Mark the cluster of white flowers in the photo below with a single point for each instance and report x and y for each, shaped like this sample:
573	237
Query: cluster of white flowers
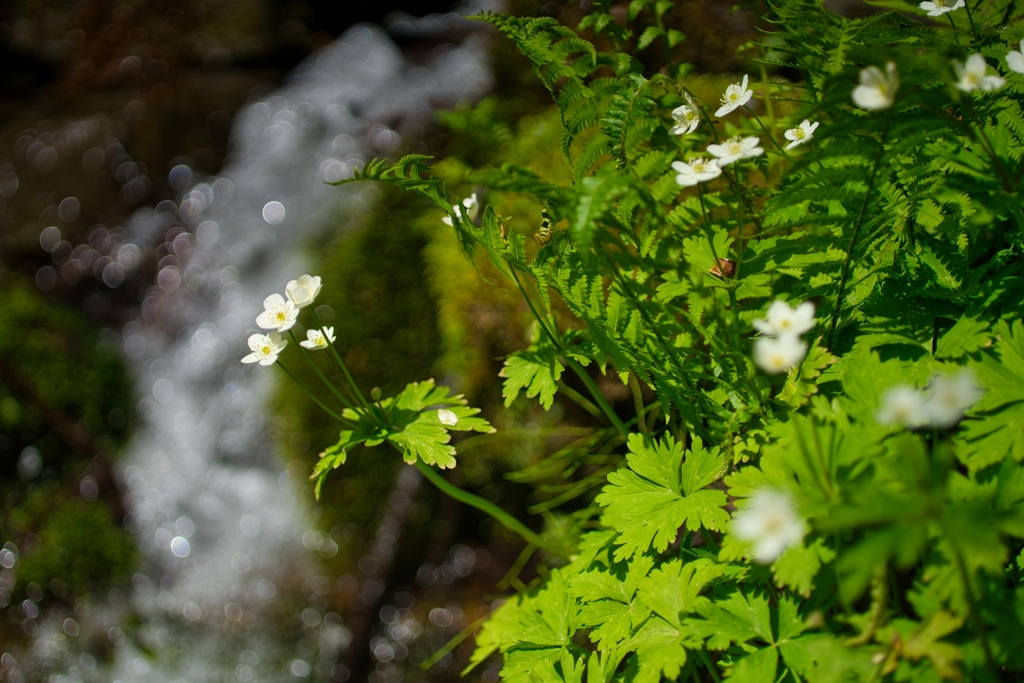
1015	59
448	418
735	95
780	348
469	210
940	406
697	170
940	7
770	522
802	133
317	340
701	169
687	118
974	76
877	90
280	315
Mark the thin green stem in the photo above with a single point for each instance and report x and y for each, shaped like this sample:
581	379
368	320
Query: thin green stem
324	379
580	399
556	340
845	273
771	137
988	146
315	399
970	17
733	304
638	401
953	26
489	508
975	613
553	336
452	644
767	97
596	393
341	364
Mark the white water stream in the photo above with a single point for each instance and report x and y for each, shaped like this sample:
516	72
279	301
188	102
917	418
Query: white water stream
218	520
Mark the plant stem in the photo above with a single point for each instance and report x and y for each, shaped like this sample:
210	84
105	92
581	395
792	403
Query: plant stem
975	614
778	146
714	252
845	273
970	17
553	336
989	147
489	508
452	644
591	386
331	386
341	364
580	399
638	401
711	667
315	399
598	396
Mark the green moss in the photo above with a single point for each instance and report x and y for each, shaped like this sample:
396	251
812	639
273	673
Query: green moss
75	541
66	395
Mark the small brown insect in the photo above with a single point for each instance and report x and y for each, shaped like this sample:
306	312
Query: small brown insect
546	231
726	265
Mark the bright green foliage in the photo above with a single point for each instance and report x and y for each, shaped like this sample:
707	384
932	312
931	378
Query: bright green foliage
413	427
903	522
657	494
537	370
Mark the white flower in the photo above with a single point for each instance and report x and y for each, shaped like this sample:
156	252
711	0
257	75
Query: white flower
802	133
471	211
940	7
778	354
973	77
735	148
785	321
734	96
904	406
265	348
770	522
316	340
877	90
302	291
687	118
696	171
949	397
1015	59
279	314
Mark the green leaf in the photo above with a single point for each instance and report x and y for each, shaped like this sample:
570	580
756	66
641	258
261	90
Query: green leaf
649	501
757	668
966	337
800	563
648	36
674	588
537	370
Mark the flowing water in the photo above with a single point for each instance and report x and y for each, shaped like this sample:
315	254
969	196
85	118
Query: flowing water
228	590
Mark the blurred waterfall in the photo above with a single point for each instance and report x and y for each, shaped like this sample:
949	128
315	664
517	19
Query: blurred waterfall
228	588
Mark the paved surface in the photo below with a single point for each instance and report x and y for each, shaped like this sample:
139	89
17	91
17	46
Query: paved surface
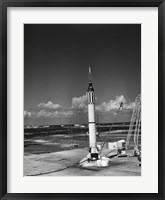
65	163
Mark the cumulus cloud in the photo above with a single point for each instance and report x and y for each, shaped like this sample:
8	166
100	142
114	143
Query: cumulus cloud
27	114
113	105
49	105
79	103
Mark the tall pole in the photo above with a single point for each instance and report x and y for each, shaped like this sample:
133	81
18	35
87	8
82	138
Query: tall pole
91	119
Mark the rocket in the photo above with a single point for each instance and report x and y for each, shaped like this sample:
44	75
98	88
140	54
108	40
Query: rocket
93	151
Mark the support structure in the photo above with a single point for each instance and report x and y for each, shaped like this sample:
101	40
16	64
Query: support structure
91	119
135	128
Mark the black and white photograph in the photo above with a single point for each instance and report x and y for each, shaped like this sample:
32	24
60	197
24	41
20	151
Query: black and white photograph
82	100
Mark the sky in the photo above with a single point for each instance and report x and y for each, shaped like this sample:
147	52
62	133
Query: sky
56	61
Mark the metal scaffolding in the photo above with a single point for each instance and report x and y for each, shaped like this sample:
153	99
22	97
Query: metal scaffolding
134	133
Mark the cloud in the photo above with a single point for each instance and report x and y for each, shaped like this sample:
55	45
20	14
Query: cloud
27	114
113	105
79	103
78	106
49	105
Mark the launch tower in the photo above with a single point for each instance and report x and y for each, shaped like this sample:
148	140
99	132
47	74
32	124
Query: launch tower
93	152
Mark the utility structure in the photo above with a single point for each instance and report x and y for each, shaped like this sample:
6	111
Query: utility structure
93	151
135	128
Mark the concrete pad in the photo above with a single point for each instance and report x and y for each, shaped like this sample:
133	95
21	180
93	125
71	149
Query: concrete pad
66	163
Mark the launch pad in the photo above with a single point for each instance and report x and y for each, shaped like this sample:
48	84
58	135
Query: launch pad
66	163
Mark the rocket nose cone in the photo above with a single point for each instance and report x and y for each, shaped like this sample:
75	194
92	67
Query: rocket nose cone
90	87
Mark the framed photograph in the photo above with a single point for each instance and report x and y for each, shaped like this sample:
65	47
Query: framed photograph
82	100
--*--
### [PROBLEM TO WORK ON]
What lines in the material include the string "below"? Pull each one out.

### [ANSWER FOR THE TASK]
Mark the cluster of white flowers in the photo below with a single point for each instance and report x and y for each, shaped like this sample:
Mark the paved surface in the photo below with a single point for each instance and report x and y for each, shaped like this sample:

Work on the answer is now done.